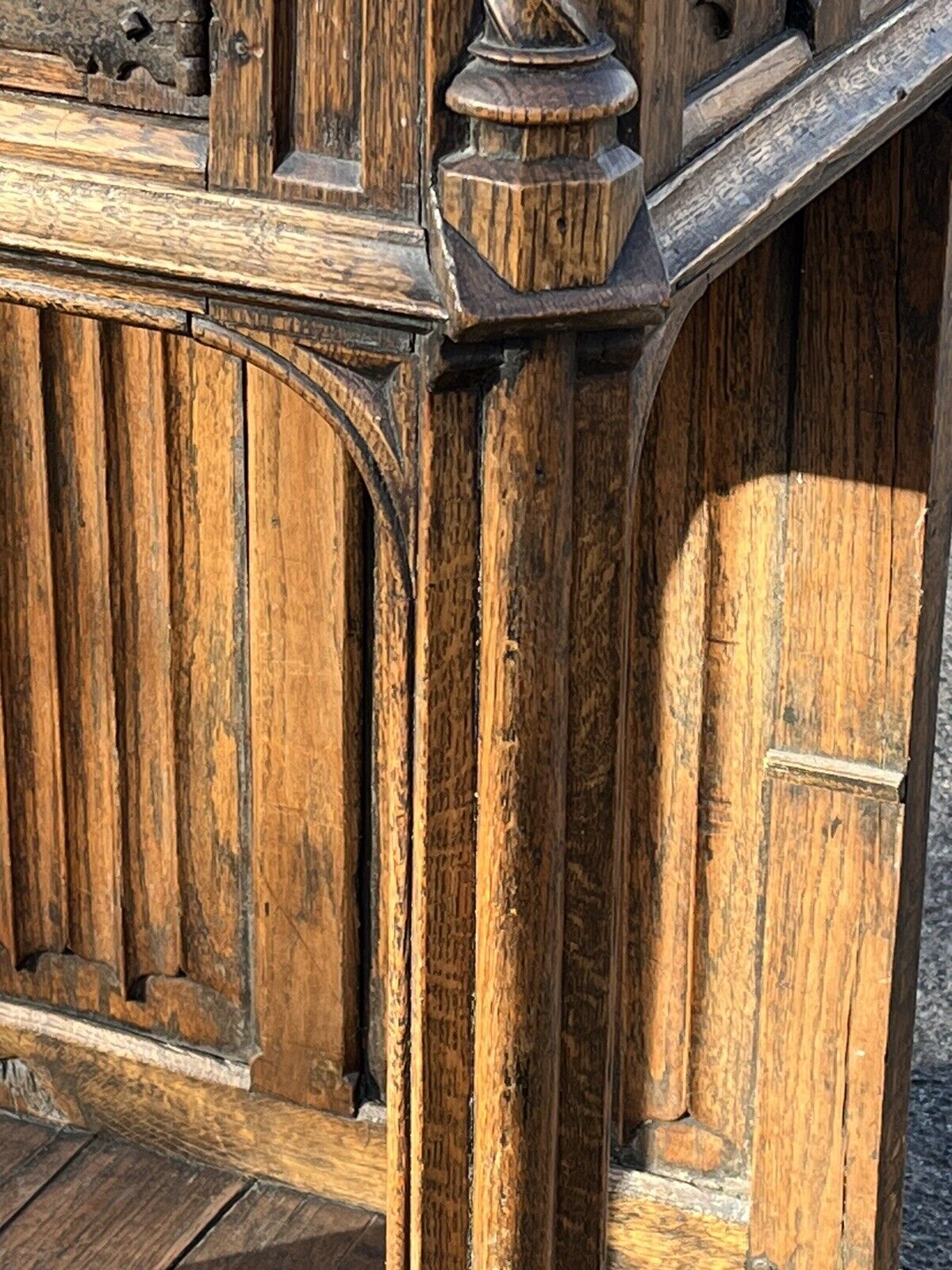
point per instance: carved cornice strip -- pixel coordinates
(740, 190)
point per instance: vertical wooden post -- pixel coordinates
(524, 711)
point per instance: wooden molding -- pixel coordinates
(209, 238)
(220, 1124)
(740, 190)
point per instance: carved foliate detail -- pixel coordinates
(167, 38)
(539, 23)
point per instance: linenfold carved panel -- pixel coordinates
(167, 38)
(183, 560)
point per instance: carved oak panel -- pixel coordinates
(167, 38)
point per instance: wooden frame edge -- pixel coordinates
(735, 194)
(217, 1124)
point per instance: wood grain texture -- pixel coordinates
(340, 1159)
(319, 106)
(19, 1140)
(306, 531)
(850, 102)
(31, 692)
(86, 137)
(209, 549)
(241, 110)
(848, 681)
(926, 406)
(655, 1225)
(75, 438)
(393, 658)
(526, 581)
(273, 1229)
(831, 924)
(137, 495)
(217, 239)
(606, 451)
(328, 51)
(444, 873)
(752, 315)
(715, 108)
(36, 1168)
(167, 1204)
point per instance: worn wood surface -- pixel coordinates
(306, 683)
(184, 1113)
(524, 719)
(29, 649)
(75, 423)
(871, 484)
(444, 878)
(89, 137)
(67, 1198)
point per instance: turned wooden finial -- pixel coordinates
(545, 194)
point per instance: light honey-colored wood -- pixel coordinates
(340, 1159)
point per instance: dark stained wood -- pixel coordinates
(305, 607)
(926, 368)
(117, 1206)
(444, 829)
(133, 366)
(524, 719)
(606, 452)
(272, 1229)
(36, 1168)
(19, 1140)
(393, 833)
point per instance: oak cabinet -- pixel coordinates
(474, 521)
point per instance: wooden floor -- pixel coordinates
(86, 1200)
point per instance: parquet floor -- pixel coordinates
(88, 1202)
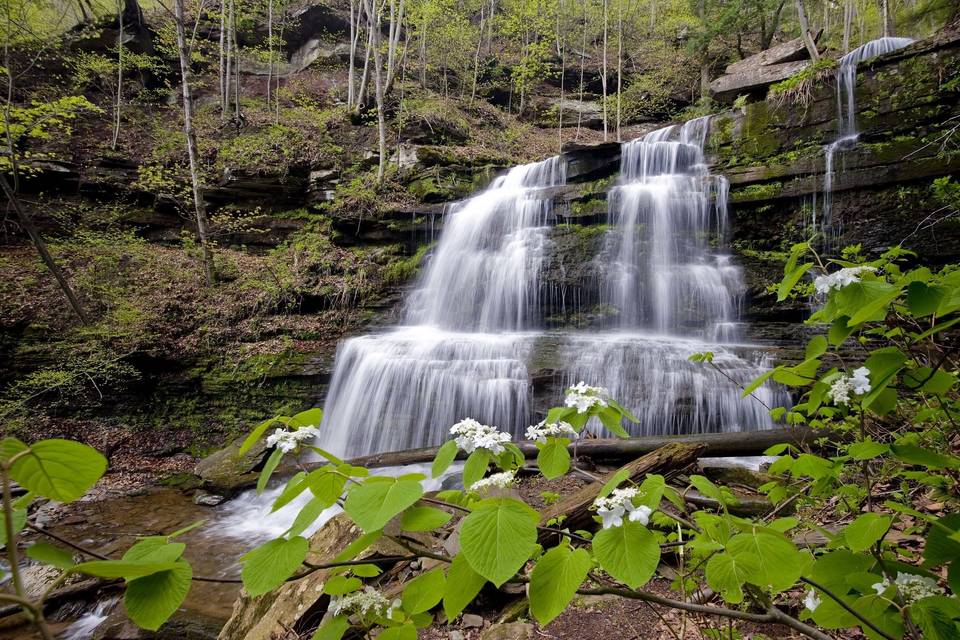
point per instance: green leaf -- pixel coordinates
(463, 585)
(498, 538)
(424, 519)
(839, 331)
(868, 528)
(816, 347)
(770, 559)
(373, 503)
(269, 565)
(268, 468)
(424, 592)
(128, 570)
(790, 281)
(19, 517)
(50, 554)
(867, 450)
(555, 580)
(629, 553)
(294, 487)
(326, 485)
(553, 458)
(155, 549)
(446, 454)
(307, 516)
(61, 470)
(151, 600)
(936, 617)
(332, 629)
(475, 467)
(726, 574)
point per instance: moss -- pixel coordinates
(752, 192)
(405, 269)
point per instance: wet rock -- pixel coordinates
(205, 499)
(297, 605)
(510, 631)
(227, 471)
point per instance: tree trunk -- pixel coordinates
(116, 111)
(269, 50)
(576, 506)
(603, 79)
(805, 31)
(41, 247)
(737, 443)
(378, 72)
(202, 227)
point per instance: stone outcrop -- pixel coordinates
(754, 74)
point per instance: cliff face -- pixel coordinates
(303, 273)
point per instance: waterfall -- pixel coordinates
(473, 334)
(463, 352)
(676, 296)
(847, 132)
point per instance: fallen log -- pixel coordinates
(576, 506)
(739, 443)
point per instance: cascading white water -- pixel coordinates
(464, 352)
(675, 295)
(847, 132)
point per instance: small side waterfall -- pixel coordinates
(847, 132)
(474, 333)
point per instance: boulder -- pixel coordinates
(296, 605)
(227, 471)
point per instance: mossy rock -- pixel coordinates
(227, 471)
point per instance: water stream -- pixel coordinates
(475, 325)
(847, 132)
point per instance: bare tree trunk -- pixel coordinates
(116, 110)
(603, 79)
(222, 73)
(364, 79)
(476, 54)
(888, 29)
(228, 77)
(619, 63)
(583, 57)
(41, 247)
(202, 227)
(236, 68)
(847, 24)
(354, 35)
(269, 50)
(805, 31)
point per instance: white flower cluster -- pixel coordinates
(842, 387)
(498, 480)
(583, 397)
(612, 508)
(287, 441)
(364, 602)
(839, 279)
(911, 587)
(471, 435)
(540, 432)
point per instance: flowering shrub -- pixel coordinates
(879, 378)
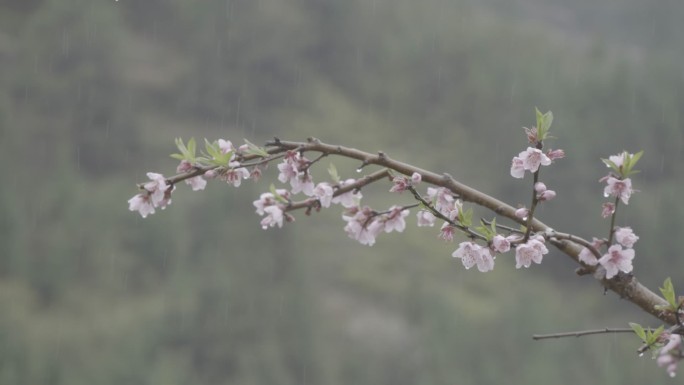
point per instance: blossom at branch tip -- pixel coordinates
(447, 232)
(350, 198)
(472, 254)
(620, 188)
(274, 216)
(625, 236)
(670, 354)
(142, 204)
(522, 213)
(394, 220)
(587, 256)
(555, 154)
(617, 259)
(532, 251)
(543, 194)
(324, 193)
(530, 160)
(425, 218)
(607, 209)
(500, 243)
(156, 194)
(156, 187)
(225, 146)
(235, 176)
(517, 168)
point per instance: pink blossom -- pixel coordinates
(361, 227)
(447, 232)
(255, 174)
(268, 199)
(517, 168)
(618, 159)
(234, 176)
(225, 146)
(472, 254)
(533, 158)
(670, 354)
(274, 216)
(500, 243)
(616, 260)
(142, 204)
(184, 166)
(197, 183)
(522, 213)
(619, 188)
(425, 218)
(211, 174)
(288, 171)
(555, 154)
(607, 209)
(156, 187)
(625, 236)
(350, 198)
(532, 251)
(323, 192)
(395, 219)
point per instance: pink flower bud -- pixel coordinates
(522, 213)
(555, 154)
(539, 187)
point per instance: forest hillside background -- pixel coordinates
(93, 93)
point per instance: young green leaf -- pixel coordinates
(668, 292)
(638, 330)
(332, 170)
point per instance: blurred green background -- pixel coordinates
(92, 94)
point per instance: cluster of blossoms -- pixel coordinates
(156, 194)
(619, 255)
(223, 161)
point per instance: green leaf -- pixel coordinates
(332, 170)
(668, 292)
(638, 330)
(192, 147)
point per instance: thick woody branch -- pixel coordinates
(625, 285)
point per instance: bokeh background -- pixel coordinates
(93, 93)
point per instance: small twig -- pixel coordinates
(435, 212)
(581, 333)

══════════

What to do → Reproduce the entries verbatim, starting at the line containing "point per instance: small twig" and running through the final line of the entries, both ends included.

Finished exercise →
point per instance: small twig -- pixel coordinates
(435, 212)
(581, 333)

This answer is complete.